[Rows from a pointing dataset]
++++++++++++++++++++
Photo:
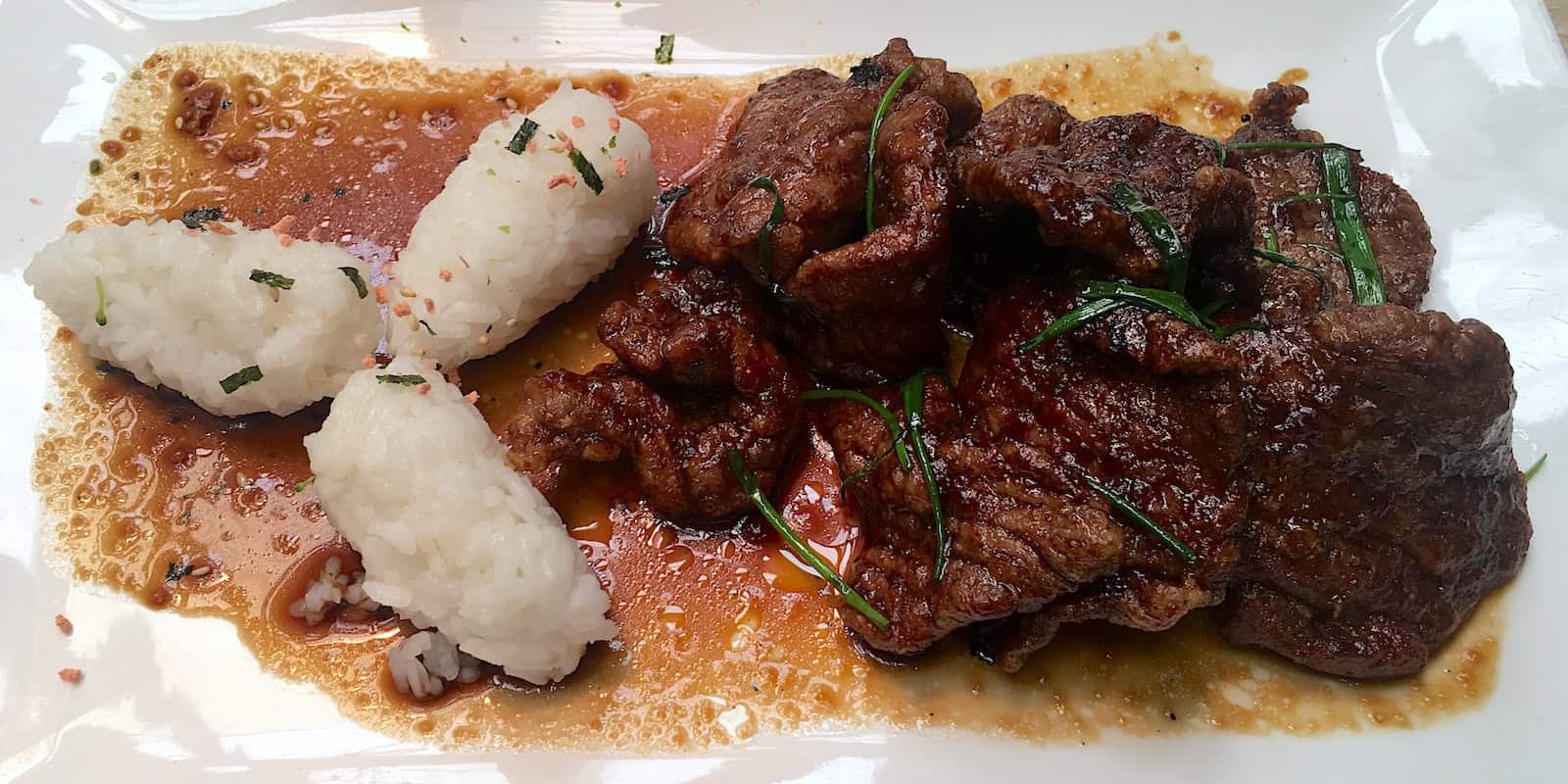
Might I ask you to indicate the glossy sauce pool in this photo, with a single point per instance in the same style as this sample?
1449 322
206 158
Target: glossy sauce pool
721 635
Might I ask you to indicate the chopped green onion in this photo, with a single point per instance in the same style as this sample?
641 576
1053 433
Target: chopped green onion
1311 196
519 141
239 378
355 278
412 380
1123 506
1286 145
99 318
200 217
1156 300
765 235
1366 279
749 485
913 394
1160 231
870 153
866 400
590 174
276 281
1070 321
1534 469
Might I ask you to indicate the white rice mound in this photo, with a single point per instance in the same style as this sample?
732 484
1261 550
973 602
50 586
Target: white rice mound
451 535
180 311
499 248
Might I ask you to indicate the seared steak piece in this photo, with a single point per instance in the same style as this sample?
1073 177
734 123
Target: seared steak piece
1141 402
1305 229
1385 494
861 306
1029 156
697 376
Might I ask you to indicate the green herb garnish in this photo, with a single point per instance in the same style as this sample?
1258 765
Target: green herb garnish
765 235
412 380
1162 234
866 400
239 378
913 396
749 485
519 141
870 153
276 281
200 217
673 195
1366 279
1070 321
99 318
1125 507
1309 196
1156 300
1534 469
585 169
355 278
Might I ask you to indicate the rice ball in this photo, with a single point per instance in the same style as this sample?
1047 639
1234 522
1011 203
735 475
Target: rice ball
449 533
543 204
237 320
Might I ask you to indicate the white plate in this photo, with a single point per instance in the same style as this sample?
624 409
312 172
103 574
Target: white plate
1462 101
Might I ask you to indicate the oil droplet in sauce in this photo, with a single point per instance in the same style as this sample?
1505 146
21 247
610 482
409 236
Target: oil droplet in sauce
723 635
++++++++++++++++++++
• Task goal: Reproduce the entire listing above verbatim, line for line, omitting the pictures.

• Exercise output:
Photo:
Might I ask you to indicate the glossy sauce pool in this photo, with a single point per instance in the same style as this sample?
1449 322
206 158
Target: glossy sauce pool
721 635
Might I ask you to indicate the chopped green onion in this photo, with a single point per instance in the same style as this sample?
641 576
1053 433
Target: chopped green onion
1311 196
519 141
239 378
355 278
412 380
1123 506
1286 145
99 318
200 217
1156 300
765 235
1366 279
749 485
913 394
1160 231
870 153
866 400
590 174
276 281
1070 321
1534 469
Might I ask you to indicate the white rice mound in this photo, with a single point per instance in the same style as this sample?
732 484
1261 550
973 602
50 586
Target: white rice mound
451 535
180 311
499 248
Might I ask you to indicate the seared steak piece in this photo, with a single point per instance in the same style as this sample?
1073 177
734 123
Target: seared steak piece
1141 402
1305 229
1385 494
861 306
1029 156
697 376
Might I ask you to indicate the green herb garnish in this photo, with a single point per instance in the same style as this sample?
1258 765
Target: green herb garnish
765 235
412 380
1162 234
866 400
239 378
913 396
749 485
519 141
870 153
276 281
200 217
673 195
1366 279
1070 321
99 318
1125 507
1309 196
1156 300
1534 469
585 169
355 278
Might I ask you to indicate the rice ball in this photo, with a single point per instance in the same style as this sample?
1047 639
1234 522
1011 203
735 475
Target: rice ball
449 533
543 204
237 320
Might I ask you to indicate the white plate in this photo, with a single point per instance in the same style as this sample?
624 409
312 172
103 574
Target: white plate
1462 101
Might I ask you to indicate the oil droplet in sauce in this photo, with a single point per instance in the same style as this sample?
1505 146
21 247
610 482
409 236
Target: oil droplet in sauce
723 635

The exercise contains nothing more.